Exercise details =
From the records below, copy each line containing the string "armored", matching case exactly.

-- BEGIN Data for processing --

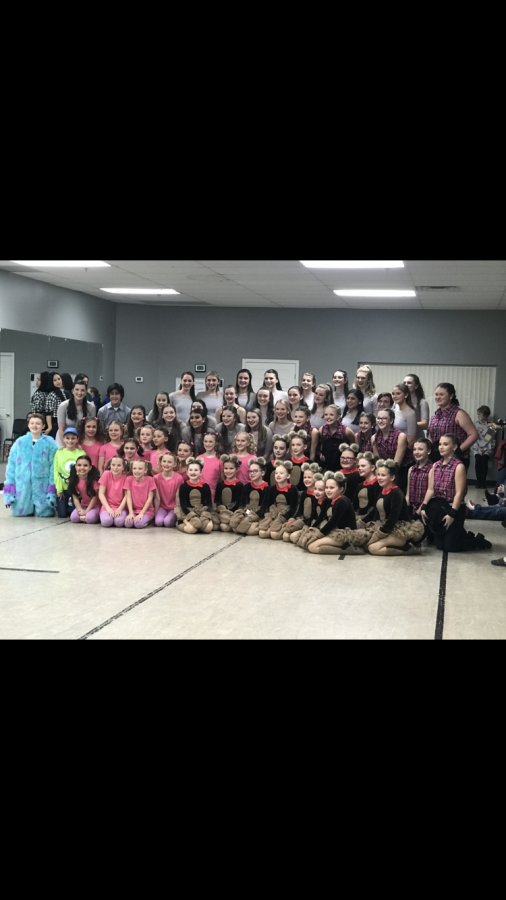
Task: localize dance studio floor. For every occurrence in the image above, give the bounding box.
[0,487,506,640]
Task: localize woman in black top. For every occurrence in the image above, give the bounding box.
[352,450,381,528]
[174,456,213,534]
[306,472,367,555]
[230,456,269,535]
[283,459,322,542]
[213,453,244,531]
[364,459,424,556]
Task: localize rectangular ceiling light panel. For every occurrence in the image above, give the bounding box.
[11,259,110,269]
[334,288,416,297]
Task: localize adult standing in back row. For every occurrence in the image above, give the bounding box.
[58,381,96,447]
[427,381,479,470]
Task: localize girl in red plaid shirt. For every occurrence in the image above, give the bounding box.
[406,438,433,518]
[421,434,492,553]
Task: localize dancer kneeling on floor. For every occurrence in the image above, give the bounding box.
[304,472,368,555]
[68,456,100,525]
[283,462,322,543]
[98,456,130,528]
[283,474,326,550]
[175,456,213,534]
[155,452,184,528]
[258,460,299,541]
[212,453,245,531]
[421,434,492,553]
[364,459,424,556]
[229,456,269,536]
[125,459,156,528]
[352,450,381,528]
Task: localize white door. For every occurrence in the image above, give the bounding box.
[242,359,299,391]
[0,353,14,442]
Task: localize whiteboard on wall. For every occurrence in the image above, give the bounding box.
[359,360,496,422]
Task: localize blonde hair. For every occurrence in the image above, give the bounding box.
[104,454,128,475]
[273,459,293,474]
[186,456,204,471]
[353,366,376,397]
[357,450,376,465]
[128,457,153,475]
[232,431,257,453]
[104,421,127,443]
[273,400,293,425]
[339,444,359,456]
[376,459,399,478]
[300,463,323,481]
[248,456,267,472]
[322,472,346,487]
[323,403,343,419]
[220,453,242,469]
[287,428,307,446]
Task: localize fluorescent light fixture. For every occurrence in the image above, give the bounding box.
[11,259,111,269]
[100,288,181,294]
[299,259,404,269]
[334,288,416,297]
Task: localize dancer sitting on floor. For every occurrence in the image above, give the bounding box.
[98,456,130,528]
[353,450,381,528]
[155,452,184,528]
[230,456,269,536]
[364,459,424,556]
[68,456,100,525]
[299,472,368,556]
[175,456,213,534]
[212,454,245,531]
[283,462,322,542]
[283,474,326,549]
[4,413,58,518]
[258,459,299,541]
[125,459,156,528]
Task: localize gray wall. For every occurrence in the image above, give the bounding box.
[116,304,506,418]
[0,271,116,380]
[0,328,105,419]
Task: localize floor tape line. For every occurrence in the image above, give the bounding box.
[0,566,60,575]
[77,535,245,641]
[0,516,70,544]
[434,550,448,641]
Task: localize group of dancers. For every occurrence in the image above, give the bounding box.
[4,366,502,556]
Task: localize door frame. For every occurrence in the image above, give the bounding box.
[0,350,16,443]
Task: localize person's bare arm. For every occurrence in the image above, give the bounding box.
[394,433,408,466]
[309,428,321,462]
[455,409,480,452]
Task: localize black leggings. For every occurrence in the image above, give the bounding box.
[474,453,489,488]
[434,504,478,553]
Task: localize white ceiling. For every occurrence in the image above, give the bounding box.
[0,259,506,310]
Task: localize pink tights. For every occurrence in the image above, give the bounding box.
[155,507,177,528]
[70,506,100,525]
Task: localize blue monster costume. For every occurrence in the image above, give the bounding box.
[4,434,58,517]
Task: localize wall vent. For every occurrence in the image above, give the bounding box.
[415,284,462,294]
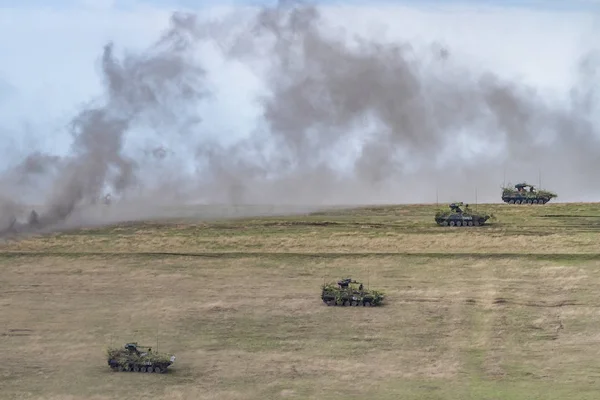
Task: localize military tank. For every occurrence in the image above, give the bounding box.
[107,342,175,374]
[502,182,558,204]
[321,278,385,307]
[435,201,492,226]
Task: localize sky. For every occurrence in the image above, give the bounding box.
[0,0,600,209]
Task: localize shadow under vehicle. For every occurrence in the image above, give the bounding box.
[435,201,493,226]
[107,342,175,374]
[321,278,385,307]
[502,182,558,204]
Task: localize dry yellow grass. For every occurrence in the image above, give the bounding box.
[0,204,600,400]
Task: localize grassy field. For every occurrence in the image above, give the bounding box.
[0,203,600,400]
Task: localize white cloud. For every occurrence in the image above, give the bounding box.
[0,0,595,167]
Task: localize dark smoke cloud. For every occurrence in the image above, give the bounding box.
[0,2,600,236]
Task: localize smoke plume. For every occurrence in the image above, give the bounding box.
[0,2,600,236]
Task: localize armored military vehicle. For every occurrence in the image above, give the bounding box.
[435,201,492,226]
[107,342,175,374]
[502,182,558,204]
[321,278,385,307]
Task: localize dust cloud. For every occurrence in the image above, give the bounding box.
[0,2,600,232]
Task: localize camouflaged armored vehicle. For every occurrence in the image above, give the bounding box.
[108,342,175,374]
[435,201,492,226]
[502,182,558,204]
[321,278,385,307]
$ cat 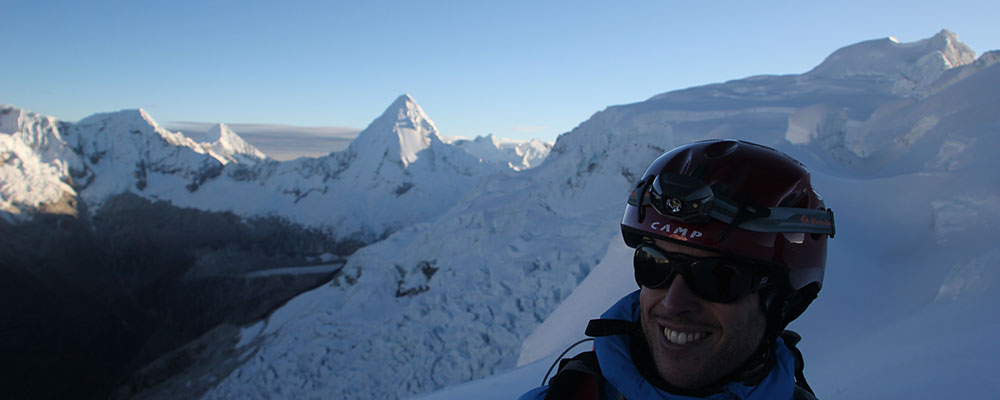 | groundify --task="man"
[521,140,835,399]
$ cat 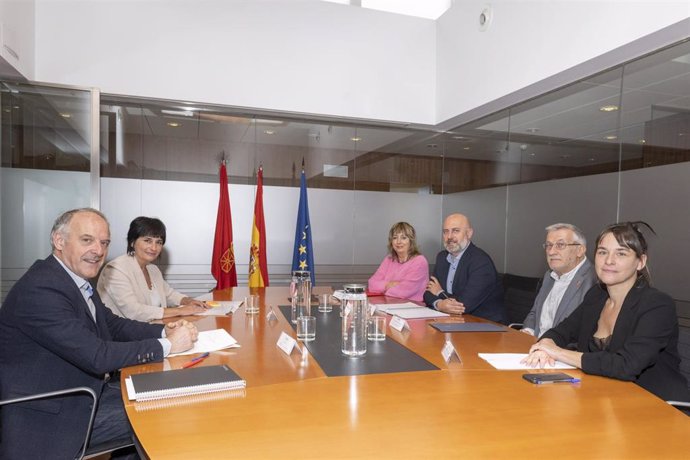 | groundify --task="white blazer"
[97,254,185,321]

-- END Data for processing --

Response to the task =
Task: localize armored military vehicle. For every occurrence in the image above, give the bounding box.
Task: localize camouflaged armored vehicle. For every occurrence in the image above, give the bounding box.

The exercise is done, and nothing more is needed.